Directions:
Look through the listing below for the line containing "In this exercise you will label every instance of the building". Copy it and each line after it up to and including the line containing "like x=368, y=8.", exactly, leaving out pictures.
### Supplied material
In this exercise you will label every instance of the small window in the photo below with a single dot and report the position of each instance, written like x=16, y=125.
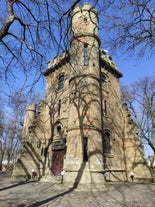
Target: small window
x=59, y=130
x=103, y=82
x=85, y=54
x=85, y=149
x=106, y=143
x=59, y=107
x=105, y=108
x=60, y=82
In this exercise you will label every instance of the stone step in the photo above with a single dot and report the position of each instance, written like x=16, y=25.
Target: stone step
x=52, y=179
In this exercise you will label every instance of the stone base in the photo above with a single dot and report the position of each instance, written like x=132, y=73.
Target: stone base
x=84, y=181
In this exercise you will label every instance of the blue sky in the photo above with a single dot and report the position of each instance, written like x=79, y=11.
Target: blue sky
x=134, y=70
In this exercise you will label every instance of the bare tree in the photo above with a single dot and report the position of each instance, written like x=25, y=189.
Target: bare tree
x=31, y=30
x=129, y=26
x=140, y=98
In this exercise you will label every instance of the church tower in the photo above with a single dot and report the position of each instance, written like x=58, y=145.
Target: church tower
x=81, y=134
x=84, y=140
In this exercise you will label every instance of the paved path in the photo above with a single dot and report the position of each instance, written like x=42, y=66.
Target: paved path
x=34, y=194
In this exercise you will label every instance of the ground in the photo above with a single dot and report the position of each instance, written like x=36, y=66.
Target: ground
x=34, y=194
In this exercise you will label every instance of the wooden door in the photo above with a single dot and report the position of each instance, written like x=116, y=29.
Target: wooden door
x=57, y=162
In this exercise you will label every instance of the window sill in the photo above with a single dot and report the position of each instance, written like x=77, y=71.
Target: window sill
x=108, y=155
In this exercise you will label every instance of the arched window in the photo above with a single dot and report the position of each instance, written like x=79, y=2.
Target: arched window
x=59, y=130
x=106, y=143
x=85, y=54
x=60, y=82
x=103, y=81
x=85, y=149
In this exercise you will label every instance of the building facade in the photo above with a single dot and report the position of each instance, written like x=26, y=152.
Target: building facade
x=81, y=131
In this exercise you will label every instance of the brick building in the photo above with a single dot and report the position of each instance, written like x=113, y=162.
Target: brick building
x=81, y=128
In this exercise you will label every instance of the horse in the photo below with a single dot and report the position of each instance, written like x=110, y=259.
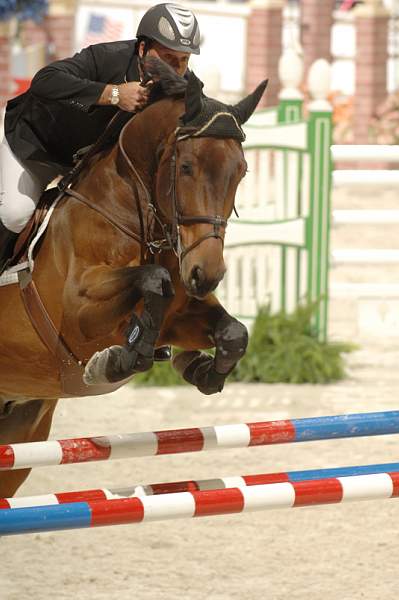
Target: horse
x=129, y=261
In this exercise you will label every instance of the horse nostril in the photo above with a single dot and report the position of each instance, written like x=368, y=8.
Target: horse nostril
x=197, y=277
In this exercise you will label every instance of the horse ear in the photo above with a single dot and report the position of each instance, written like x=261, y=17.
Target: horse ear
x=244, y=109
x=193, y=98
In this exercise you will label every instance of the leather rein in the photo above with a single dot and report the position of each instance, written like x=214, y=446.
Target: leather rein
x=171, y=235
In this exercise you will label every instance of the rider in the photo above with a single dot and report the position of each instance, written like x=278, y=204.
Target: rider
x=70, y=102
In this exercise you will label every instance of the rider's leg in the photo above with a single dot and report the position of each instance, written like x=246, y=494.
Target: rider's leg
x=20, y=191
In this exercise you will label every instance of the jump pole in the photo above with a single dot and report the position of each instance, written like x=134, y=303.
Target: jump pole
x=155, y=489
x=88, y=449
x=198, y=503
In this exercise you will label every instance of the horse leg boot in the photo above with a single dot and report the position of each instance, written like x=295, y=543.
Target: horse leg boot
x=209, y=373
x=121, y=362
x=7, y=242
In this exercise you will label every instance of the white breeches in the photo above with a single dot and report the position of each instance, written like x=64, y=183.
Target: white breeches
x=20, y=189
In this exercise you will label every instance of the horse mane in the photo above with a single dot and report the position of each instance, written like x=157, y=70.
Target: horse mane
x=167, y=83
######
Worked solution:
In this exercise you will label every instance of the building facade in the photo above with a single dot and report the position of each instance, written like x=26, y=152.
Target: building facade
x=81, y=131
In this exercise you will label every instance of the brick building in the photo above with a single dot and report the position of each instance, written like x=113, y=162.
Target: brick building
x=81, y=128
In this exercise you will label every instance of the horse in the photo below with a single dot and report the position of each instance, written like x=110, y=259.
Target: horse
x=129, y=261
In this exercise you will label every instance of the horse nostril in the photo above with a single dot and report the position of each instance, written like x=368, y=8.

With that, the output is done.